INSTRUCTION →
Rewrite the items from the line that contains "the lsu lettering" through the last of the items, replacing "comma-separated" with "separated by commas" and leaving everything else unchanged.

GIVEN INFORMATION →
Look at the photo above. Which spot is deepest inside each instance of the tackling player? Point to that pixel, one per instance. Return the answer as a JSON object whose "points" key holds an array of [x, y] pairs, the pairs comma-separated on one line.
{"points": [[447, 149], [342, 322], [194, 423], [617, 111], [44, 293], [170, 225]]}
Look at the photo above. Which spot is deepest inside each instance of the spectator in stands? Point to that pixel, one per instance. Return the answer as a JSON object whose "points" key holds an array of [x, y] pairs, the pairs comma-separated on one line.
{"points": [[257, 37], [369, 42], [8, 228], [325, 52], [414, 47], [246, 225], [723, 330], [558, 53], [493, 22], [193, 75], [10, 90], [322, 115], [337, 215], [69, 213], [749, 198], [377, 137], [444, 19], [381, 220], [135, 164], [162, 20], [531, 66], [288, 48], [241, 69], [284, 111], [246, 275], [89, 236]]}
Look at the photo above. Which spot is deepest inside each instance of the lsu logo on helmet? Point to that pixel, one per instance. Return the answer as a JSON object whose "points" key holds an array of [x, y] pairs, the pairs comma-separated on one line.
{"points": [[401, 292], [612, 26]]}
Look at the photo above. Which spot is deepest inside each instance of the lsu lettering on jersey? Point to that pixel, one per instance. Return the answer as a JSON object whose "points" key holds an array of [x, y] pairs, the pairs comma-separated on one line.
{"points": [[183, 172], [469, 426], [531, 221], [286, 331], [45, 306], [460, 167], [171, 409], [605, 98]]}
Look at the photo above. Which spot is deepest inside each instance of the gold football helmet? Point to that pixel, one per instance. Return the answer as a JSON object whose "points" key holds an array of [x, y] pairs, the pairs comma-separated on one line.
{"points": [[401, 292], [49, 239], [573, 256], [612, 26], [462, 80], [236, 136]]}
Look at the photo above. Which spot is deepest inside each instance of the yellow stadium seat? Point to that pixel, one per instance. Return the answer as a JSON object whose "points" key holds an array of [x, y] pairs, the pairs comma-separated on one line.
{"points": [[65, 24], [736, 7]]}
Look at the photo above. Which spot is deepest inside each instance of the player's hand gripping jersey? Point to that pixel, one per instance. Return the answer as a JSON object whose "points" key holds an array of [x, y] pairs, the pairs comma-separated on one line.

THE RESULT →
Look at the photo above. Which spot is deepest inside each instance of the lsu lettering on jersey? Point to that pixel, one per instance. Return the answer as a JSON object whose "points" key holds an array of [x, y] pairs, the pairs separated by commas on one line.
{"points": [[183, 172], [469, 426], [531, 221], [286, 331], [45, 306], [460, 167], [171, 409], [605, 98]]}
Look at the photo above. Which spot is deepest inside each instance of the gold football helmet? Point to that pixel, one per instance. Return the answer as a JSON object whose "points" key holds an array of [x, y] pairs, the pairs separated by commas on one line.
{"points": [[401, 292], [49, 239], [573, 256], [612, 26], [462, 80], [236, 136]]}
Look at the photo above. Which spot is deepest inside each instance of the yellow stadium seat? Point to that pixel, one per instance. Return the answer as a JSON object whose "points" key holds an array of [x, y] pairs, the pairs separated by commas on one line.
{"points": [[65, 24], [736, 7]]}
Look at the photo above. Which spot is deepest inside each instance of the player's hand gripping jersey? Point to that pixel, one per instance. Return the answer as a JSON object whose "points" key holds an array of [x, y] pairs, the pairs separated by commas on one line.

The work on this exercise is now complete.